* [O QUE FAZER] Diga se cada afirmação a seguir concorda com o texto sobre o pênalti, respondendo sim ou não e citando literalmente as palavras do texto que decidem a resposta. (a) A disputa de pênaltis em caso de empate passou a fazer parte da Copa em 1982. (b) A bola leva cerca de meio segundo para chegar ao gol. (c) A estratégia dos pênaltis foi inventada em 1970 por um ex-árbitro italiano.

* [TRECHO DO TEXTO]

****************************************

Penalidade máxima!

O estresse pode prejudicar a reposta motora. O jogador deve fingir que o goleiro é invisível e mirar só o gol. Já o goleiro deve se deslocar um pouquinho para um dos lados, para induzir o jogador a chutar para o outro. Essas são algumas das mais novas conclusões de estudos sobre o pênalti, tema que ocupa matemáticos, físicos, fisiologistas, psicólogos…

O objeto de estudo é realmente muito tentador: tem-se um chute de impacto e precisão, uma curta distância (11 m), um brevíssimo espaço de tempo (a bola leva coisa de um quarto de segundo para chegar ao gol), uma enorme pressão e um resultado decisivo – o que acontecer ali vai levar metade do estádio a explodir e a outra metade a murchar e antecipar o voo de volta para seu país.

Jabulani
A Jabulani, personagem controversa da Copa: estudo da Nasa concluiu que a trajetória bola torna-se imprevisível a partir de 73 km/h. Os chutes a pênalti podem passar dos 100 km/h (foto: Wikimedia Commons).

A disputa de pênaltis em casos de empate foi introduzida na Copa em 1982. Desde então, 20 partidas foram decididas nos pênaltis, inclusive duas das últimas quatro finais: a de 1994 (Brasil e Itália) e a de 2006 (Itália e França, que não correm o risco de se enfrentar nos pênaltis neste ano).

Há quem diga que ir aos pênaltis não é muito diferente de jogar a moeda, como se fazia antes de a estratégia ser ‘inventada’ em 1970, pelo ex-árbitro alemão Karl Wald. Mas, a julgar pelos estudos sobre o tema, há muito mais do que sorte em jogo. Há nervos, músculos e estratégias a seguir, tanto por parte do goleiro quanto do batedor.

****************************************

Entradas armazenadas
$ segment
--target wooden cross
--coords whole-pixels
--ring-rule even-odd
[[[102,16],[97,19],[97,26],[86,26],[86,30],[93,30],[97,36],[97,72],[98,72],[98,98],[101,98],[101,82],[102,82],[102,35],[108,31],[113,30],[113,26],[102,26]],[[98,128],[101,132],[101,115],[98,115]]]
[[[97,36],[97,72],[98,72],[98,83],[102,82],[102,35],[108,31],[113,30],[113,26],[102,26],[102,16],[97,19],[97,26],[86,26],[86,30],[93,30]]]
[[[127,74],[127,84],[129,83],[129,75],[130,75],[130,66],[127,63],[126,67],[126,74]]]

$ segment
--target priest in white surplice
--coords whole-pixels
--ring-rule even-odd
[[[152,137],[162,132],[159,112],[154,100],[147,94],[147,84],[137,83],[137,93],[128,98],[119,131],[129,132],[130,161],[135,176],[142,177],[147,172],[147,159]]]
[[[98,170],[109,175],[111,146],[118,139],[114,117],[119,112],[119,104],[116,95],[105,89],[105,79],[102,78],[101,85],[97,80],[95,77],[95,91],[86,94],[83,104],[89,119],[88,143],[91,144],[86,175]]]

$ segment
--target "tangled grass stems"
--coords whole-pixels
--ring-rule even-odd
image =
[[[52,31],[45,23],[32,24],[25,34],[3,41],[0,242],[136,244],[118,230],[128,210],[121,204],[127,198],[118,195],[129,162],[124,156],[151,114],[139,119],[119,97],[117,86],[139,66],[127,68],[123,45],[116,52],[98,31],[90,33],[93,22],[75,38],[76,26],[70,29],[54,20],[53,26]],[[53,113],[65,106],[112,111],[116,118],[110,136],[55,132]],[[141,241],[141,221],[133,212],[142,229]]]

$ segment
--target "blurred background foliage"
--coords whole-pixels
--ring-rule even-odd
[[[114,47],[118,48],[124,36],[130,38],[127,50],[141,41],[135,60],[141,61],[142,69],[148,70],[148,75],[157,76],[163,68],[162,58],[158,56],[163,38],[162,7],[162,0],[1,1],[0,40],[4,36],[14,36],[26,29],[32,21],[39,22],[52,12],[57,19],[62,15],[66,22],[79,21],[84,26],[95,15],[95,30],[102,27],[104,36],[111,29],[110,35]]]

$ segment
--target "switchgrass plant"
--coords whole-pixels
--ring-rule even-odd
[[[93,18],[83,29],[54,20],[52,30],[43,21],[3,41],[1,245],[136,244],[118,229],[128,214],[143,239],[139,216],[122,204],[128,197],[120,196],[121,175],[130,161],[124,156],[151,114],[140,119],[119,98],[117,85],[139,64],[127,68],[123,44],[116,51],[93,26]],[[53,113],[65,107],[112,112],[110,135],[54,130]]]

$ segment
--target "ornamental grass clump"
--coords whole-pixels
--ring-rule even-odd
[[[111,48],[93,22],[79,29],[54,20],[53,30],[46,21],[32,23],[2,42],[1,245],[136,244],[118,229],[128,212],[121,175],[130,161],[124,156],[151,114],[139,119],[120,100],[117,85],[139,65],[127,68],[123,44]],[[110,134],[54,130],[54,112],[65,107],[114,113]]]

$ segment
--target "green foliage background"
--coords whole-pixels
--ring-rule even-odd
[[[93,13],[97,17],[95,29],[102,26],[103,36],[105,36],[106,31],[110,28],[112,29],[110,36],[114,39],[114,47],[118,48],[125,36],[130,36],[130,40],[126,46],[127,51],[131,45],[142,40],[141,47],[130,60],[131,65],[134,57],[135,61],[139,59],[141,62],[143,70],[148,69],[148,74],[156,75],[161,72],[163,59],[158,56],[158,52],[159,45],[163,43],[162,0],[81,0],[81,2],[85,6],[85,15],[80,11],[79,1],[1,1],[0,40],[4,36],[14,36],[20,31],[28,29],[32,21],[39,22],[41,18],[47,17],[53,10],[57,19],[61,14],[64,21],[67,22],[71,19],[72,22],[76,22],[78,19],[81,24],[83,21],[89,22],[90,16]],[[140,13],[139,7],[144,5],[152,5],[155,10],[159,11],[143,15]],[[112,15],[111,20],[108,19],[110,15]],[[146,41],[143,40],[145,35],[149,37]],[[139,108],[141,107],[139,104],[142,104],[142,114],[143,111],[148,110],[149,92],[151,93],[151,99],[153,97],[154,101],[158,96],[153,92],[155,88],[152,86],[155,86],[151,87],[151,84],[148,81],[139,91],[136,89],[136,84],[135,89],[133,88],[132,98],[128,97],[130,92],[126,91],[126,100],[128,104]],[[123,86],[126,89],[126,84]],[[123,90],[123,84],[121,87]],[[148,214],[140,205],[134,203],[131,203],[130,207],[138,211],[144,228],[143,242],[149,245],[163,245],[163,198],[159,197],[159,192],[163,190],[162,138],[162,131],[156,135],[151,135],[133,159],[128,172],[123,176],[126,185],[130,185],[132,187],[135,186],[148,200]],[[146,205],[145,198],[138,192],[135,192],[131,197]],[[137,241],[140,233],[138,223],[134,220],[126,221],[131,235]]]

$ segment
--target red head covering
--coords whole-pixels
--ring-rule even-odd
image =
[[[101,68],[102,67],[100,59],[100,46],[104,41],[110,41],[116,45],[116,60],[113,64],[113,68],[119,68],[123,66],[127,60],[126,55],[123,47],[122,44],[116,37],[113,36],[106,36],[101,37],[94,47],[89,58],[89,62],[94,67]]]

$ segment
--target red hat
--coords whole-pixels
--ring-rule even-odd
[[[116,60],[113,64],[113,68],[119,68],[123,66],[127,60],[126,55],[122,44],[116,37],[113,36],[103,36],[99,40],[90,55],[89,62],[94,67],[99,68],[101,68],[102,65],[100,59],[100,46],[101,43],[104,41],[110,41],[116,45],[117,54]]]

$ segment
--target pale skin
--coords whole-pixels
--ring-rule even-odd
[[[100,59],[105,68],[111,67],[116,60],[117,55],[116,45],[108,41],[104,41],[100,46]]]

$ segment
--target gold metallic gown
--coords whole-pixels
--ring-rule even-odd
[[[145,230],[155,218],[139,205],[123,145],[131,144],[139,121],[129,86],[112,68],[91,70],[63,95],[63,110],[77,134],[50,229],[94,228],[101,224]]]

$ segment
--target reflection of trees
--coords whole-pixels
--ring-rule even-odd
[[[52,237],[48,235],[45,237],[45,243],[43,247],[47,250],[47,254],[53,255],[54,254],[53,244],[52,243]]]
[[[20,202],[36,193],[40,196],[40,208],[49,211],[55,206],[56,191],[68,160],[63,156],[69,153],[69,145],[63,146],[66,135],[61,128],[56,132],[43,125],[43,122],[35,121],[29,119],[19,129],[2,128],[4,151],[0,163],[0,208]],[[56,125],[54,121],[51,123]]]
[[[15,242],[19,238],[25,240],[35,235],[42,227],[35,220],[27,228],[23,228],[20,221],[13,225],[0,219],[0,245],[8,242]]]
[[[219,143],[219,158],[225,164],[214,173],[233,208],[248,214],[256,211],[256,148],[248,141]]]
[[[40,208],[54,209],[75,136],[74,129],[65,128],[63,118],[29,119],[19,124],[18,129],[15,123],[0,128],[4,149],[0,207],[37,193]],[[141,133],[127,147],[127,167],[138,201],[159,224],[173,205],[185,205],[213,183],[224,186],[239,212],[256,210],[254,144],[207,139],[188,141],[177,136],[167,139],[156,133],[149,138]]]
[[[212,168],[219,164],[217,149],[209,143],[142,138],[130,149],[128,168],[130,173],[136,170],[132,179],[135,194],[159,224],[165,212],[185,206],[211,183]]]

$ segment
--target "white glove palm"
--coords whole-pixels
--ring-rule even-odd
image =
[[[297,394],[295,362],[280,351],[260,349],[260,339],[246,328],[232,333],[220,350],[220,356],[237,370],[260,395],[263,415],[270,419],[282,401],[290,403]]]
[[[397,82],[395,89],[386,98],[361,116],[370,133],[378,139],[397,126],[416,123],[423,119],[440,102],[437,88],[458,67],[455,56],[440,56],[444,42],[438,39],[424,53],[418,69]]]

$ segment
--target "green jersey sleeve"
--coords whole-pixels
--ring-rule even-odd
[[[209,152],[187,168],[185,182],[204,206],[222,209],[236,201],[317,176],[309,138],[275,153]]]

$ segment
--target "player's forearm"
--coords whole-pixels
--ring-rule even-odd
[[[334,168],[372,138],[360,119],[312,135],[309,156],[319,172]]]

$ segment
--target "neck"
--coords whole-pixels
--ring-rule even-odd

****************************************

* [EXERCÍCIO RESOLVIDO]
(a) Sim: "A disputa de pênaltis em casos de empate foi introduzida na Copa em 1982."
(b) Não: "a bola leva coisa de um quarto de segundo para chegar ao gol".
(c) Não: "pelo ex-árbitro alemão Karl Wald".